Material to process —

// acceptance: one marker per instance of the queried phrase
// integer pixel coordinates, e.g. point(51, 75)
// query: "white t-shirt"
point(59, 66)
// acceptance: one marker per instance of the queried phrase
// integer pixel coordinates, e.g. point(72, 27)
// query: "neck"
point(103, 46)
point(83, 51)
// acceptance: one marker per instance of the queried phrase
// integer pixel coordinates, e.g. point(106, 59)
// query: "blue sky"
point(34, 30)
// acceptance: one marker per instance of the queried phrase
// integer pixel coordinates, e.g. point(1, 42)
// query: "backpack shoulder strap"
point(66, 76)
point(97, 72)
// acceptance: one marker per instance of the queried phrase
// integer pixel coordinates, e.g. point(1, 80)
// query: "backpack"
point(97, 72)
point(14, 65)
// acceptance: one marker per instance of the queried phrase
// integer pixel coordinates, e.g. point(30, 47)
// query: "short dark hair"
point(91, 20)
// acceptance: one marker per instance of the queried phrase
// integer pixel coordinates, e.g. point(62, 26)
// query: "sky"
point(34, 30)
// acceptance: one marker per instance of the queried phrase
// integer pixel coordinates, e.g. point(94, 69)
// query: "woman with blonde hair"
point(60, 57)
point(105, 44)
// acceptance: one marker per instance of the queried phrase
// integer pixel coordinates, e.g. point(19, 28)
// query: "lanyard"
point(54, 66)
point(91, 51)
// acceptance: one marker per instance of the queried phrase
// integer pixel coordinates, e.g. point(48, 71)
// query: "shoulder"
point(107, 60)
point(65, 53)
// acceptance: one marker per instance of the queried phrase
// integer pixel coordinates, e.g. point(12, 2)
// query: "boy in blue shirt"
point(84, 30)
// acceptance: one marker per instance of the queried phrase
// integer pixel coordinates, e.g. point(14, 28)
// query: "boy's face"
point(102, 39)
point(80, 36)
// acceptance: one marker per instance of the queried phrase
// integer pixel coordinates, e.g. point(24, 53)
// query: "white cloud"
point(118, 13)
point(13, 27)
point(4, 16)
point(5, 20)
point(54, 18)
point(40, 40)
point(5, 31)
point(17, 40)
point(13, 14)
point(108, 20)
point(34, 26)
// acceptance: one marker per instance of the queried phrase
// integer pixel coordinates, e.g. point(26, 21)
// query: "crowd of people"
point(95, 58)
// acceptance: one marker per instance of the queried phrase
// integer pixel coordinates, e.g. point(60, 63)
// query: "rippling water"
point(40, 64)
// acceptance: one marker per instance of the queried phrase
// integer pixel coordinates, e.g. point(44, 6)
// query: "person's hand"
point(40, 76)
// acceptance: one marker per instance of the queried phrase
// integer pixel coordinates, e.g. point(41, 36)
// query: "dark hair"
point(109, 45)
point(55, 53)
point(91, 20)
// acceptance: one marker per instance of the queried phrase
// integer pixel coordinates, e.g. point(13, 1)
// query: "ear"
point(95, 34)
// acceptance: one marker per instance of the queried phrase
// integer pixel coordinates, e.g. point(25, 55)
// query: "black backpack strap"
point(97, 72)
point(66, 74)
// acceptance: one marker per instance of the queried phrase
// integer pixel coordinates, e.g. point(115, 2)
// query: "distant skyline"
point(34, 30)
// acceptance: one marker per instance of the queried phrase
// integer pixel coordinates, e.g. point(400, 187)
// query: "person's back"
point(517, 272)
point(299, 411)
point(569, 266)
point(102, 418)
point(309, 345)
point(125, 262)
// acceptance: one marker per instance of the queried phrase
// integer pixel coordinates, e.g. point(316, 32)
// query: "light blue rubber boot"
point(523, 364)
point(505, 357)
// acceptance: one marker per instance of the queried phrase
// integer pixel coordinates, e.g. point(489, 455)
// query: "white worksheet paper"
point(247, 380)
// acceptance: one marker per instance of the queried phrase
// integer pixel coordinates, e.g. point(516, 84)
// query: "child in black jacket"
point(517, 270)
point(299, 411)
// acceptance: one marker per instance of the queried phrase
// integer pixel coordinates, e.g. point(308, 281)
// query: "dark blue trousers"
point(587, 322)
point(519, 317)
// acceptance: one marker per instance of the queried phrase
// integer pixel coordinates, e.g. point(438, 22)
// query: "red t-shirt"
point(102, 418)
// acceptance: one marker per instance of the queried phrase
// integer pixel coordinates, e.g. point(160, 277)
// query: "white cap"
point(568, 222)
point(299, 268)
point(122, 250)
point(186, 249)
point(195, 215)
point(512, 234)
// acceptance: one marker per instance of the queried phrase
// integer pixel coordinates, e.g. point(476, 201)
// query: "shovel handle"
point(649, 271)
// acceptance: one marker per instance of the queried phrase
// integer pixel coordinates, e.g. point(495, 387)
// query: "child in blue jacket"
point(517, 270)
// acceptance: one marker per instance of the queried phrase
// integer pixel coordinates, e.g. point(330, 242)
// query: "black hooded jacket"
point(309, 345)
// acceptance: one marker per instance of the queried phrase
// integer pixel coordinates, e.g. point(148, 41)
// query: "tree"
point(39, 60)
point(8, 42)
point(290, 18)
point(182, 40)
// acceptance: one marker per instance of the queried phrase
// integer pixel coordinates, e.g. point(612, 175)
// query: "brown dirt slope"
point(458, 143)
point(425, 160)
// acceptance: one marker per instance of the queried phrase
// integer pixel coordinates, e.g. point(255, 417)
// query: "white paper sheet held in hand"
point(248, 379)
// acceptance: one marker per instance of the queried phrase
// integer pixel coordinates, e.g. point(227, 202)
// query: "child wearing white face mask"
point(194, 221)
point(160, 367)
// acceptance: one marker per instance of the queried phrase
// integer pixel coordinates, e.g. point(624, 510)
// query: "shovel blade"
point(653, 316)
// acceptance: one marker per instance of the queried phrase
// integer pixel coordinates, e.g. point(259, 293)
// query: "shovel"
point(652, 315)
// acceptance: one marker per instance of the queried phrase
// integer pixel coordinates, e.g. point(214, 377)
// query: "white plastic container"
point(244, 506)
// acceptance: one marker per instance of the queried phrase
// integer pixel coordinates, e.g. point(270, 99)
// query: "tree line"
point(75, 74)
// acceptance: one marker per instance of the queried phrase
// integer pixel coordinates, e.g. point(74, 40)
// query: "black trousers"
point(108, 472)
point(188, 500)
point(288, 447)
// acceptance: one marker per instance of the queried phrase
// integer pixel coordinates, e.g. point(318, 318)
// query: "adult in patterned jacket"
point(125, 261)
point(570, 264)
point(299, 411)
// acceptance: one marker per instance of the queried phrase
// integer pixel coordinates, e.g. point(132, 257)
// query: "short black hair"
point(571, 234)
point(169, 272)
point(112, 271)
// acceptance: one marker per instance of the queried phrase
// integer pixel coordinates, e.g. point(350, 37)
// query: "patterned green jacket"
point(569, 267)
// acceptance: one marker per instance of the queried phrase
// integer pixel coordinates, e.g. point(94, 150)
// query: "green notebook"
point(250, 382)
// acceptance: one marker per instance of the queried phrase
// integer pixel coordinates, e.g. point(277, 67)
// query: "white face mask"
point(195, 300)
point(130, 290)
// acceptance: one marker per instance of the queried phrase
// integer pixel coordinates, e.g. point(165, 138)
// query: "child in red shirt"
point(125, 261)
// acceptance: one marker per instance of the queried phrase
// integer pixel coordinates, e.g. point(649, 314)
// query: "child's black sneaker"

Task —
Filter the records above down to the lines that contain the word "black", and copy each of those lines in full.

Expected answer —
// query: "black backpack strap"
// query: "child in black jacket"
// query: "black hooded jacket"
// query: "black trousers"
// query: "short black hair"
// query: "child's black sneaker"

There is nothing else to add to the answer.